Filter the data below, keeping every line that contains the word "hair". Copy those lines unchanged, in their original order.

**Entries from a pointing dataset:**
= = = =

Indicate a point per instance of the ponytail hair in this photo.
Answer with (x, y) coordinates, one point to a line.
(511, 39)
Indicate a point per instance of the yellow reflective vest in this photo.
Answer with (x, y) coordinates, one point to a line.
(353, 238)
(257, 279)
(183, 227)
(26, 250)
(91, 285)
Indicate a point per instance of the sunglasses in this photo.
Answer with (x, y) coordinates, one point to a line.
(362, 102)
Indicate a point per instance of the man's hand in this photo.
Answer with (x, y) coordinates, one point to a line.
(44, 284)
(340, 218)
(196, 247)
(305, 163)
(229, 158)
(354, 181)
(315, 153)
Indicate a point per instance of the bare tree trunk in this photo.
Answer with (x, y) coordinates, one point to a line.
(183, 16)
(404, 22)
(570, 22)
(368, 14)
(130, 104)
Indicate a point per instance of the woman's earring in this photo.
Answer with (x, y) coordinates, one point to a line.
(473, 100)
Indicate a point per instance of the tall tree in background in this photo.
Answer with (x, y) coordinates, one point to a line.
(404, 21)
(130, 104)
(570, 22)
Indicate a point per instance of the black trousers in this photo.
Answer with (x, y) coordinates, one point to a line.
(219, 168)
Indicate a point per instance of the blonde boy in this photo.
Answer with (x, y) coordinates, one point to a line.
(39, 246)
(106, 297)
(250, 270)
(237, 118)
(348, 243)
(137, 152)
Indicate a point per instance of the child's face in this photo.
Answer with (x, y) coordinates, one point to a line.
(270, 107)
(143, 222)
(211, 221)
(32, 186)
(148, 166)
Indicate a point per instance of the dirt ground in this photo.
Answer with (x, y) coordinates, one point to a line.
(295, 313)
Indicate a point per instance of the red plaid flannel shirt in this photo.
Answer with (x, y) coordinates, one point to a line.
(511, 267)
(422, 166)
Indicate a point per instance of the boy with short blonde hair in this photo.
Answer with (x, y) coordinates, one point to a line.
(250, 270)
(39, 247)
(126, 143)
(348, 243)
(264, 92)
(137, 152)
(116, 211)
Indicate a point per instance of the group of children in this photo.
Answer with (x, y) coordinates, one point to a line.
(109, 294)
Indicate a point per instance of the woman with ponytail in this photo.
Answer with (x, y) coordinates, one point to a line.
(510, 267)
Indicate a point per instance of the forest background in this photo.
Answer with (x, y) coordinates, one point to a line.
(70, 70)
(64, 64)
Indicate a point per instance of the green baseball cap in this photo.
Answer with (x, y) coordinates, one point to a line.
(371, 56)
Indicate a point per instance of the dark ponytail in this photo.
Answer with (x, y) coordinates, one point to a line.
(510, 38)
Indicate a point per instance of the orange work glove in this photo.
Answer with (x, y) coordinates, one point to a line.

= = = =

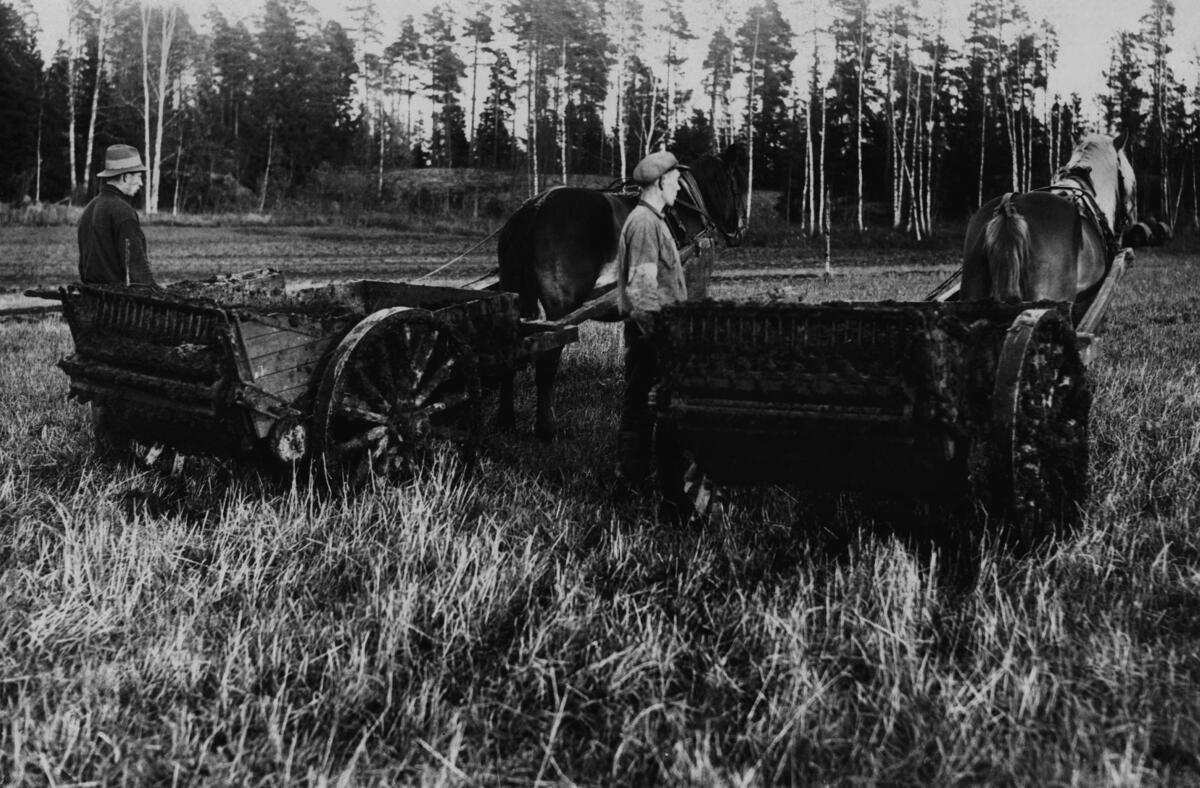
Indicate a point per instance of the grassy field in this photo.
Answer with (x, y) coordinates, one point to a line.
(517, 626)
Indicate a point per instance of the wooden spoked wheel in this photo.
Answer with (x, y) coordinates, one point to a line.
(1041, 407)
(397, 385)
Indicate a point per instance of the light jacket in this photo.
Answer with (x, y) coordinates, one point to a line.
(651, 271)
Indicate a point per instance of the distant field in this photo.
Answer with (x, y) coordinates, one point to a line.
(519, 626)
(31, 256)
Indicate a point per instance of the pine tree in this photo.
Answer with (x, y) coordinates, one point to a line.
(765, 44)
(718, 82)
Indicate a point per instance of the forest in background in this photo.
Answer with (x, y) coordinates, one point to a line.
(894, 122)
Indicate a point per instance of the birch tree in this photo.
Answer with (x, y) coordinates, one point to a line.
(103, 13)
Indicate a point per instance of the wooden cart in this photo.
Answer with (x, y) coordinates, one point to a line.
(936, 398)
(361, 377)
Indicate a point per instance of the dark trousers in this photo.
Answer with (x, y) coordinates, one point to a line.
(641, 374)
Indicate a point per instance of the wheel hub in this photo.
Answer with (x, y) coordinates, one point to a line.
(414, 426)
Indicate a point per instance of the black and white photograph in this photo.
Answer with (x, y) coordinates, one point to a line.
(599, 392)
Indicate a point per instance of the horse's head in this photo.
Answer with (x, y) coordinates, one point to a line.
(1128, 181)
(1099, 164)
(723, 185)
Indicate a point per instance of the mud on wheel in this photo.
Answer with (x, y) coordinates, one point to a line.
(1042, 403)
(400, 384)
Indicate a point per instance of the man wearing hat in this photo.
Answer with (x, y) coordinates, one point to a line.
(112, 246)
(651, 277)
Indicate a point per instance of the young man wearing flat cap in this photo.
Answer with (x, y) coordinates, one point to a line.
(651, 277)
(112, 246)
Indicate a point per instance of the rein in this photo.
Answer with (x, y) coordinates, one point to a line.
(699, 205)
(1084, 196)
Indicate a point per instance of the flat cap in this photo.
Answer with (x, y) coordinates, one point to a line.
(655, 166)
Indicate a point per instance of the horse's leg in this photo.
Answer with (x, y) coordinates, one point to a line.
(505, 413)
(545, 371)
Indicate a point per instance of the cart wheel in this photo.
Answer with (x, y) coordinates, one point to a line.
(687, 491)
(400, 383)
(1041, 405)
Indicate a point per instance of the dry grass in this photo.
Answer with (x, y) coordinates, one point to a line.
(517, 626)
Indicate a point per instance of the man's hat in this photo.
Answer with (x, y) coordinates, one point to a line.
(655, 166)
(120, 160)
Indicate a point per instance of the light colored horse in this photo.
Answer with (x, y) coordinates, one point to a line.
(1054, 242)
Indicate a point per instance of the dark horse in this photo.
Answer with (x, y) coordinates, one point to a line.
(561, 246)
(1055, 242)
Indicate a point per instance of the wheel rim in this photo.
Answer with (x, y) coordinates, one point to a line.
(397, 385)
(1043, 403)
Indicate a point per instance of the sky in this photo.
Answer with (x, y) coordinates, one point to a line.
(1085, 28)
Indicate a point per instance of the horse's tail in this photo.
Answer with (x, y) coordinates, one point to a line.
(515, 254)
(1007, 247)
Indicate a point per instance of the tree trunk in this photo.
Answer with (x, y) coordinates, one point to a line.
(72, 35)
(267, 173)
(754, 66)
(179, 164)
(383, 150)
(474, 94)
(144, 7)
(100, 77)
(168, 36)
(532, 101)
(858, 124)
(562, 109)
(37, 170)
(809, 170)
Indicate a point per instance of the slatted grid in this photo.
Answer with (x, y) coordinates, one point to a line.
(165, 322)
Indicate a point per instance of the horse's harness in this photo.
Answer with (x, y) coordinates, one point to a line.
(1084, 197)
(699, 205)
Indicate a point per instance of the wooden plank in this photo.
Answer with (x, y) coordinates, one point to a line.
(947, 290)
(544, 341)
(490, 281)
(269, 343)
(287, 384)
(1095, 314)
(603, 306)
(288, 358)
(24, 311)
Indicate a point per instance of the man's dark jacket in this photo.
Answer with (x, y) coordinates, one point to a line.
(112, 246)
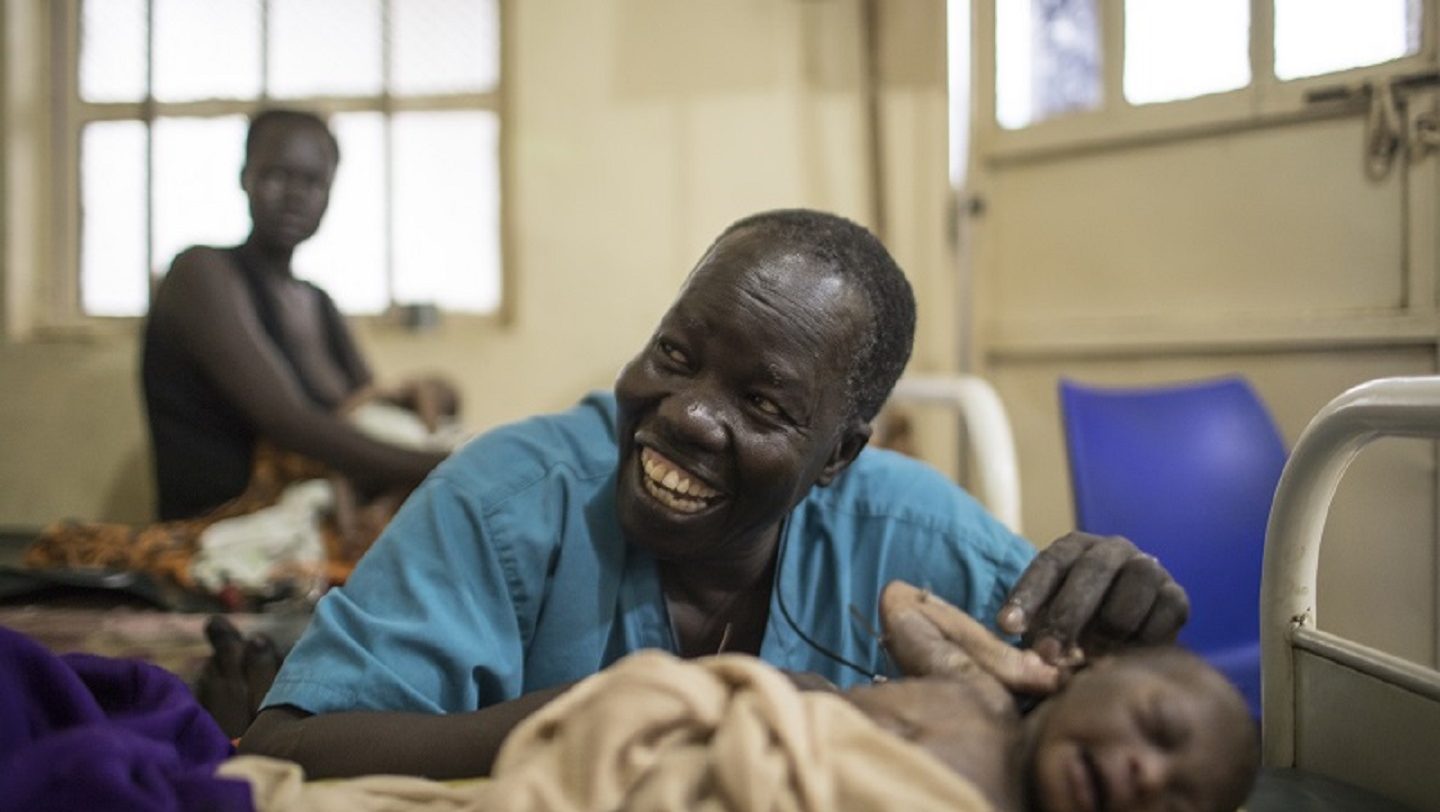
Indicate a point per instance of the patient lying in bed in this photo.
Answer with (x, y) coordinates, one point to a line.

= = = =

**OUTPUT OF THE EXERCISE:**
Indicate a point per instance of the ponytail hair in this photo.
Indicate a point per instance of the boy with short blonde hair in this photo.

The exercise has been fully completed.